▶ [Source excerpt]:
↓↓↓
Re: [DISCUSS] Support Interactive Programming in Flink Table API

Hi,

Interesting idea. I’m trying to understand the problem. Isn’t the `cache()` call an equivalent of writing data to a sink and later reading from it? Where this sink has a limited live scope/live time? And the sink could be implemented as in memory or a file sink?

If so, what’s the problem with creating a materialised view from a table “b” (from your document’s example) and reusing this materialised view later? Maybe we are lacking mechanisms to clean up materialised views (for example when current session finishes)? Maybe we need some syntactic sugar on top of it?

Piotrek

> On 23 Nov 2018, at 07:21, Becket Qin <[hidden email]> wrote:
>
> Thanks for the suggestion, Jincheng.
>
> Yes, I think it makes sense to have a persist() with lifecycle/defined
> scope. I just added a section in the future work for this.
>
> Thanks,
>
> Jiangjie (Becket) Qin
>
> On Fri, Nov 23, 2018 at 1:55 PM jincheng sun <[hidden email]>
> wrote:
>
>> Hi Jiangjie,
>>
>> Thank you for the explanation about the name of `cache()`, I understand why
>> you designed this way!
>>
>> Another idea is whether we can specify a lifecycle for data persistence?
↑↑↑
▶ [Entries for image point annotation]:
↓↓↓
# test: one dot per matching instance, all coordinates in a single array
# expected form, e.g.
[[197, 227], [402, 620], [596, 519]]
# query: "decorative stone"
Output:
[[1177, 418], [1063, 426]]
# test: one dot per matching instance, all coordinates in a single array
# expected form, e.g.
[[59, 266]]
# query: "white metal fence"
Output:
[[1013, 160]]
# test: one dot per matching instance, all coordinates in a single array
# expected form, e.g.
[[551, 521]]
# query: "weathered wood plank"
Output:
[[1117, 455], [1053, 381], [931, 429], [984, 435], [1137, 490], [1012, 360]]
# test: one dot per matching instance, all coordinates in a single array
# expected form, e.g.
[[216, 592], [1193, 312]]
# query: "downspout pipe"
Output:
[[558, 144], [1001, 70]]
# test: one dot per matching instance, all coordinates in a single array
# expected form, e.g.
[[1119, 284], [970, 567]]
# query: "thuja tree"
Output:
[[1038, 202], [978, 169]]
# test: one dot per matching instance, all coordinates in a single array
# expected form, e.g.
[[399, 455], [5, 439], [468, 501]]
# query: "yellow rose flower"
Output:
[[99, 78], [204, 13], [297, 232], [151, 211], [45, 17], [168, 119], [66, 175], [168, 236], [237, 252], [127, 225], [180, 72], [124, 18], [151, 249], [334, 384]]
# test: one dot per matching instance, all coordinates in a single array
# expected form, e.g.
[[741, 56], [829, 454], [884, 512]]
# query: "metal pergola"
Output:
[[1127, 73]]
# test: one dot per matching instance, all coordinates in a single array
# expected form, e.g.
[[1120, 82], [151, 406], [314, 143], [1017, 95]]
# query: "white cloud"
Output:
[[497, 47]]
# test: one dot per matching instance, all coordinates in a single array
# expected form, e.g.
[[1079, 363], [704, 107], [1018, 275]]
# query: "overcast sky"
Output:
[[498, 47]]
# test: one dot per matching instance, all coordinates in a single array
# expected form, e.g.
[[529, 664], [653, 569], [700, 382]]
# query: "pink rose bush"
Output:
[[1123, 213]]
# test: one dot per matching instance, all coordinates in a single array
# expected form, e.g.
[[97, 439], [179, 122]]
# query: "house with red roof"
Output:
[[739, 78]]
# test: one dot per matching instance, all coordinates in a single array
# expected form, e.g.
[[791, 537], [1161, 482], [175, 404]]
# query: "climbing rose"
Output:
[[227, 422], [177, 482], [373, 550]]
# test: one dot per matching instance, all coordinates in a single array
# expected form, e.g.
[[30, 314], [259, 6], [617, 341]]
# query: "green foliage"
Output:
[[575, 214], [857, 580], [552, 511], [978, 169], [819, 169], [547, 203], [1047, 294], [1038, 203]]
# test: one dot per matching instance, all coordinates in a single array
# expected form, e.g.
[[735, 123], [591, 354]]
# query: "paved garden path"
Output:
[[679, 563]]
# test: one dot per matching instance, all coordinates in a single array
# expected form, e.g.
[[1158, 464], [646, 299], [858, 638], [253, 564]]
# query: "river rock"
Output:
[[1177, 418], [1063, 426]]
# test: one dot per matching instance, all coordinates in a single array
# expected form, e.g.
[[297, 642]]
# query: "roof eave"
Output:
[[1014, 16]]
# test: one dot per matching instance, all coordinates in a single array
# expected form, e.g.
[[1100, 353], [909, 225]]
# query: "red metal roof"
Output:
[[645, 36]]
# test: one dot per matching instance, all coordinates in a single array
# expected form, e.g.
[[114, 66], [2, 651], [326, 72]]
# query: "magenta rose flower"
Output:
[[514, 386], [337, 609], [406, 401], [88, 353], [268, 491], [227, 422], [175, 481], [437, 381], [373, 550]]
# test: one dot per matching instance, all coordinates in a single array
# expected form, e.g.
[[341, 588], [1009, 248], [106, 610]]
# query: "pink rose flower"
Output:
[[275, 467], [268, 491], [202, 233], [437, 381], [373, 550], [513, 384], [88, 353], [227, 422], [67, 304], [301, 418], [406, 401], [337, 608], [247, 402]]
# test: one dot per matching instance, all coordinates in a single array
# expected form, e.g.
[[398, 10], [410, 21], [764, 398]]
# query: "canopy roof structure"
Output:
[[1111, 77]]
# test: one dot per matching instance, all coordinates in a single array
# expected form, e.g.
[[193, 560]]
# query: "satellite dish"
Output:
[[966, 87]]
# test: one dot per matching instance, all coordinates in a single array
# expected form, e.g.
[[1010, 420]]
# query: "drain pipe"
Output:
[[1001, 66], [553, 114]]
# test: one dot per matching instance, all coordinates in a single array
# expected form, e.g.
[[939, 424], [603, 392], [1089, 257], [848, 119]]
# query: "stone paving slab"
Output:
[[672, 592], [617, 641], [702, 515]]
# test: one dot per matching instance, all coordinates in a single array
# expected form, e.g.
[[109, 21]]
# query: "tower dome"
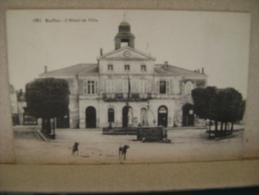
↑↑↑
▶ [Task prompt]: Continue the Flink Table API thread from its last line. These entries have no connection to the Flink Table API thread.

▶ [Result]:
>> For example, persist (LifeCycle.SESSION), so that the user is not worried
>> about data loss, and will clearly specify the time range for keeping time.
>> At the same time, if we want to expand, we can also share in a certain
>> group of session, for example: LifeCycle.SESSION_GROUP(...), I am not sure,
>> just an immature suggestion, for reference only!
>>
>> Bests,
>> Jincheng
>>
>> Becket Qin <[hidden email]> 于2018年11月23日周五下午1:33写道：
>>
>>> Re: Jincheng,
>>>
>>> Thanks for the feedback. Regarding cache() v.s. persist(), personally I
>>> find cache() to be more accurately describing the behavior, i.e. the
>> Table
>>> is cached for the session, but will be deleted after the session is
>> closed.
>>> persist() seems a little misleading as people might think the table will
>>> still be there even after the session is gone.
>>>
>>> Great point about mixing the batch and stream processing in the same job.
>>> We should absolutely move towards that goal. I imagine that would be a
>> huge
>>> change across the board, including sources, operators and optimizations,
>> to
>>> name some. Likely we will need several separate in-depth discussions.
>>>
>>> Thanks,
>>>
>>> Jiangjie (Becket) Qin
>>>
>>> On Fri, Nov 23, 2018 at 5:14 AM Xingcan Cui <[hidden email]> wrote:
>>>
>>>> Hi all,
>>>>
>>>> @Shaoxuan, I think the lifecycle or access domain are both orthogonal
>> to
>>>> the cache problem. Essentially, this may be the first time we plan to
>>>> introduce another storage mechanism other than the state. Maybe it’s
>>> better
>>>> to first draw a big picture and then concentrate on a specific part?
>>>>
>>>> @Becket, yes, actually I am more concerned with the underlying service.
>>>> This seems to be quite a major change to the existing codebase. As you
>>>> claimed, the service should be extendible to support other components
>> and
>>>> we’d better discussed it in another thread.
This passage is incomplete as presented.